§ Input data
+---+
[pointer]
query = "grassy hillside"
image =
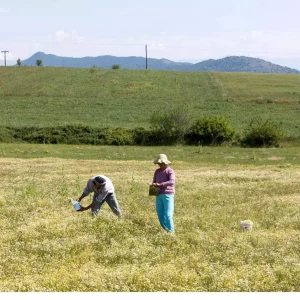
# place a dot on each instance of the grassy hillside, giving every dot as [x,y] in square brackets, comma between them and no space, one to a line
[44,96]
[46,246]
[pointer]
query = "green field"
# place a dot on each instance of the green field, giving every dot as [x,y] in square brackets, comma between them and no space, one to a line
[44,96]
[46,246]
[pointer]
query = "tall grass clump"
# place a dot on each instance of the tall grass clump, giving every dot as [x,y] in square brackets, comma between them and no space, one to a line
[210,130]
[262,134]
[170,126]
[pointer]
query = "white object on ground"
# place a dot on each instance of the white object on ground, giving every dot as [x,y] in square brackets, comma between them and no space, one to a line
[76,204]
[246,225]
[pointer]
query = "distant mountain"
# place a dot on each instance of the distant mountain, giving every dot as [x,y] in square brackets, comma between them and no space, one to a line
[227,64]
[241,64]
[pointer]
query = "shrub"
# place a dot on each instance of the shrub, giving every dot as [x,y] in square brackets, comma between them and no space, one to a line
[169,127]
[262,134]
[115,67]
[211,130]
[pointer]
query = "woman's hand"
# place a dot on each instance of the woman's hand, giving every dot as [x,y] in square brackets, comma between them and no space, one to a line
[82,208]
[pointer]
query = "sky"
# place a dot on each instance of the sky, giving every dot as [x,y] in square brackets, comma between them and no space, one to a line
[189,31]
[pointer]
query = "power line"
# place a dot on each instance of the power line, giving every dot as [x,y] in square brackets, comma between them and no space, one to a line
[5,51]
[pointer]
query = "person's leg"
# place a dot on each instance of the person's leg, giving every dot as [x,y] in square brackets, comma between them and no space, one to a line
[168,201]
[160,210]
[96,208]
[112,201]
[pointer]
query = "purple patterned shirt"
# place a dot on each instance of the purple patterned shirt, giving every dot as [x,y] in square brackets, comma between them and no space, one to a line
[167,178]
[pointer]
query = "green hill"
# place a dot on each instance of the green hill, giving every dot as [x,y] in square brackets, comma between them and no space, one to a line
[46,96]
[227,64]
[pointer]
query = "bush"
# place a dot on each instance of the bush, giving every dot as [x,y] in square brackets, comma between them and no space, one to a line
[212,130]
[169,127]
[262,134]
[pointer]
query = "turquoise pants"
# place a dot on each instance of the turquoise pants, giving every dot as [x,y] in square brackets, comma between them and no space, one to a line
[165,211]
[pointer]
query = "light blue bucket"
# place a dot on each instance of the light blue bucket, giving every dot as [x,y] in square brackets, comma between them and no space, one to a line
[76,205]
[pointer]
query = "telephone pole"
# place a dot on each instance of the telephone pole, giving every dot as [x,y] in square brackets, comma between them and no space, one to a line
[146,58]
[5,51]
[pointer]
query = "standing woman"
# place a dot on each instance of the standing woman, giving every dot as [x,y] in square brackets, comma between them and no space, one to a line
[164,178]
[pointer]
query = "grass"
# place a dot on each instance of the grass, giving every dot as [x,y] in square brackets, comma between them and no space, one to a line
[46,246]
[31,96]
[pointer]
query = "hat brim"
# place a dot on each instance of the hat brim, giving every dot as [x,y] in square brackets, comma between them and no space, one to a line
[162,161]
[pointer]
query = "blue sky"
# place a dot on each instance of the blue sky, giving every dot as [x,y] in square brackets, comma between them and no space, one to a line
[190,30]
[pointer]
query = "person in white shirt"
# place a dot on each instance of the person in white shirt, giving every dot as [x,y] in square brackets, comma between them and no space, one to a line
[104,191]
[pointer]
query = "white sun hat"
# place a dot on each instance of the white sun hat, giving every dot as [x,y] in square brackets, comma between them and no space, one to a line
[162,159]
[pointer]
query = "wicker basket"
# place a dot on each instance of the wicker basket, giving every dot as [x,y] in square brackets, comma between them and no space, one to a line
[153,190]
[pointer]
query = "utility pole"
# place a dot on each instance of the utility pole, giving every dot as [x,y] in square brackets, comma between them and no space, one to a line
[146,58]
[5,51]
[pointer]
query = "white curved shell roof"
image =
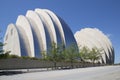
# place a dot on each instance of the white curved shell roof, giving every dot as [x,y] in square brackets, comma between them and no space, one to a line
[36,31]
[92,37]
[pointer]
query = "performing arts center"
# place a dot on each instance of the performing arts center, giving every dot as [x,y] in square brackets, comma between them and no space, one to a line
[33,33]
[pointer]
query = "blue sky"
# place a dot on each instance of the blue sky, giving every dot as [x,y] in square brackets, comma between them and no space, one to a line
[78,14]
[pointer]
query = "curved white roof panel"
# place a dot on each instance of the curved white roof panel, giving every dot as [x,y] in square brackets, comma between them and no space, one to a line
[37,30]
[96,38]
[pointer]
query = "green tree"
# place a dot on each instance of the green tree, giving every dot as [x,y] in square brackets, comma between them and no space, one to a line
[54,53]
[71,53]
[84,53]
[90,55]
[95,54]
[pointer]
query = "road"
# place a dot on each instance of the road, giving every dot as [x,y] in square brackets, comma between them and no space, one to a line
[92,73]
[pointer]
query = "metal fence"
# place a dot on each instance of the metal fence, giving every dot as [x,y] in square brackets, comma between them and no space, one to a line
[15,63]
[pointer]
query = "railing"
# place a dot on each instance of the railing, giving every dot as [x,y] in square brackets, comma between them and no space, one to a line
[6,64]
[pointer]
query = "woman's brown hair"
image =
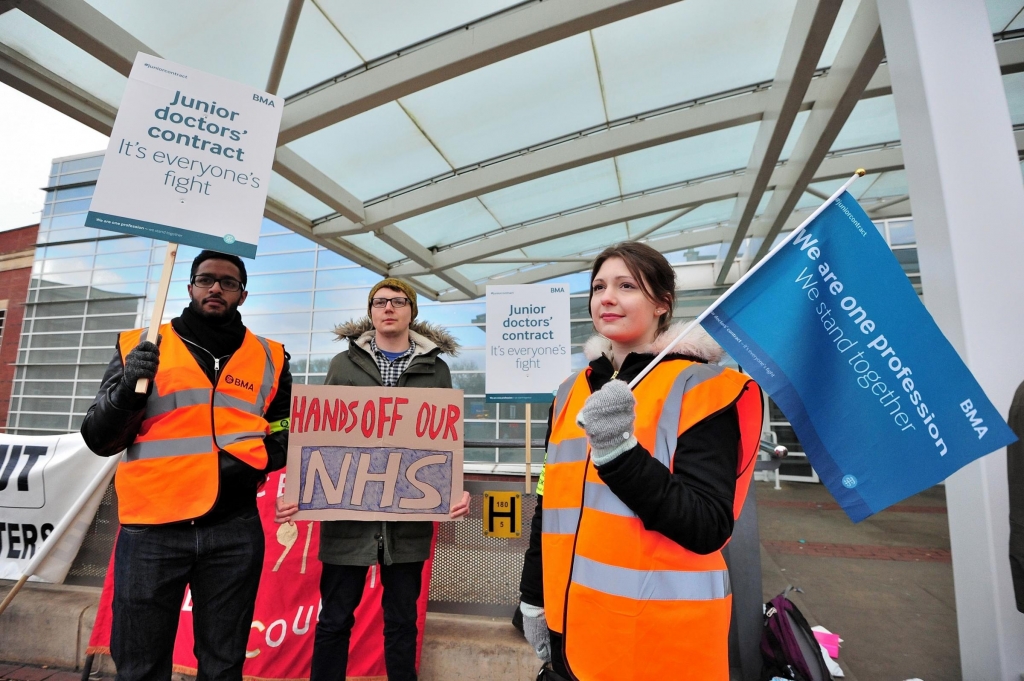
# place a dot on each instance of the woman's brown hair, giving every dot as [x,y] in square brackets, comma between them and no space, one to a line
[649,268]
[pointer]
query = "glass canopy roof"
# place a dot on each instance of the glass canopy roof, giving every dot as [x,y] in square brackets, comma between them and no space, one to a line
[461,142]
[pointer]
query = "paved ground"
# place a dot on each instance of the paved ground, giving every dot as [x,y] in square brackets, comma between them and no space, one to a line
[885,585]
[19,673]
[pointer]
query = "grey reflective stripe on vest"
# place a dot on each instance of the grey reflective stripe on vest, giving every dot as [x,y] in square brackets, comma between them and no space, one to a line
[562,395]
[221,399]
[159,405]
[599,498]
[559,520]
[650,585]
[231,438]
[668,422]
[264,389]
[170,448]
[568,451]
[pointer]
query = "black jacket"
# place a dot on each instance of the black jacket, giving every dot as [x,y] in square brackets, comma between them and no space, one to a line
[691,505]
[116,415]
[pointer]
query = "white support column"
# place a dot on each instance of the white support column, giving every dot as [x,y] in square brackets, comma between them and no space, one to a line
[968,199]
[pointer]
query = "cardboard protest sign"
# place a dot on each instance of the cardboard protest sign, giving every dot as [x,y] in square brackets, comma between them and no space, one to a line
[528,342]
[189,159]
[374,454]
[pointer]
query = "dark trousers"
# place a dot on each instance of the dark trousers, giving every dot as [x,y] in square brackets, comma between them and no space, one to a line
[557,661]
[341,590]
[154,564]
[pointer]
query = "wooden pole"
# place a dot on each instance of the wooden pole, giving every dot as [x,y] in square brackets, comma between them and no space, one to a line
[528,443]
[158,309]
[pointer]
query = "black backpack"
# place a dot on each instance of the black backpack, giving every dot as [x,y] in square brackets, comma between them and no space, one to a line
[787,644]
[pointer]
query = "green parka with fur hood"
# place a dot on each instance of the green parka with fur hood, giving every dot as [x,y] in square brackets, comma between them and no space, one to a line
[352,542]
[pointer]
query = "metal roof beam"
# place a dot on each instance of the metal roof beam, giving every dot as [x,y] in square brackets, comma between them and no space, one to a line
[306,176]
[89,29]
[26,76]
[855,64]
[288,26]
[832,168]
[696,120]
[506,35]
[650,204]
[812,22]
[622,137]
[562,266]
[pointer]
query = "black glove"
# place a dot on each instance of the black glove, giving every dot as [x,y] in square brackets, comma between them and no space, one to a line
[141,363]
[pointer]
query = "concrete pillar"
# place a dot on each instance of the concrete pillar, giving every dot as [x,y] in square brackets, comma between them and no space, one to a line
[968,205]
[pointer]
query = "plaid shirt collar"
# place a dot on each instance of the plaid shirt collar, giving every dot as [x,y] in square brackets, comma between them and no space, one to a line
[391,371]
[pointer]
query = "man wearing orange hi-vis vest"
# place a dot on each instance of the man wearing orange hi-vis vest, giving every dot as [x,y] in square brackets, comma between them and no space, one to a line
[197,448]
[625,579]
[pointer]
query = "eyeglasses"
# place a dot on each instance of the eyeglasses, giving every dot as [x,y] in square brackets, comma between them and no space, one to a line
[226,283]
[396,302]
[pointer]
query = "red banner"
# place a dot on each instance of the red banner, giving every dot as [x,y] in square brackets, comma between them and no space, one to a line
[281,642]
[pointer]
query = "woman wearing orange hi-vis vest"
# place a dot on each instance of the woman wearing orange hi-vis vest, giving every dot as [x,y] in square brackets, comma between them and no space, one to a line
[625,578]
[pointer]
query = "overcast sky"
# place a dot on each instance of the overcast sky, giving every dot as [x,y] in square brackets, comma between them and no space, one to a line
[32,134]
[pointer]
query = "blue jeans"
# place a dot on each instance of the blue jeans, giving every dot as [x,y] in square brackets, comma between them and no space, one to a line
[341,590]
[154,564]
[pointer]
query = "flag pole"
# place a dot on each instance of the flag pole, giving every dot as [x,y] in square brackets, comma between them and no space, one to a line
[700,317]
[61,527]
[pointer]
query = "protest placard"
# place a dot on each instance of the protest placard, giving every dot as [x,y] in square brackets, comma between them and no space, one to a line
[528,351]
[374,454]
[41,479]
[189,159]
[188,162]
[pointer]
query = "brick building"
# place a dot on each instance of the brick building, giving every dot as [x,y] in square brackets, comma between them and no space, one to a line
[17,248]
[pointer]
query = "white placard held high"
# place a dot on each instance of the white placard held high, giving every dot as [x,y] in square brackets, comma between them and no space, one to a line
[528,351]
[189,159]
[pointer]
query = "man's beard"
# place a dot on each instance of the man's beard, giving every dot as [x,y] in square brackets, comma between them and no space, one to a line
[224,315]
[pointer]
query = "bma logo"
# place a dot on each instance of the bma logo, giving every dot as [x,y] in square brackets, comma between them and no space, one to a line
[230,380]
[22,475]
[972,415]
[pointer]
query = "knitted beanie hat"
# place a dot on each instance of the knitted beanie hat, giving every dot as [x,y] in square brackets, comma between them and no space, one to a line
[395,284]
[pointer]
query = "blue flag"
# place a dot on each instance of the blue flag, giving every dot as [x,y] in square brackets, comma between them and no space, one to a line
[833,330]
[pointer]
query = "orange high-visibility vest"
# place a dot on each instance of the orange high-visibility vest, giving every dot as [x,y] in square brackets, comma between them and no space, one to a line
[171,471]
[630,602]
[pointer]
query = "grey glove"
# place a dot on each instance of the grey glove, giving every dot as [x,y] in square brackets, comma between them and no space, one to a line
[535,628]
[141,363]
[607,416]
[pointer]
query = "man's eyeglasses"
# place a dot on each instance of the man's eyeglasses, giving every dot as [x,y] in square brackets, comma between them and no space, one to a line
[226,283]
[397,302]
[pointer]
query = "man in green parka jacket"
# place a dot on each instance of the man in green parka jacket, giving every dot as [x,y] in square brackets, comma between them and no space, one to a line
[386,348]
+---+
§ Written problem
Count how many lines of the data above contain the string "wooden", matching case exactly. Reply with only that number.

§ Written response
2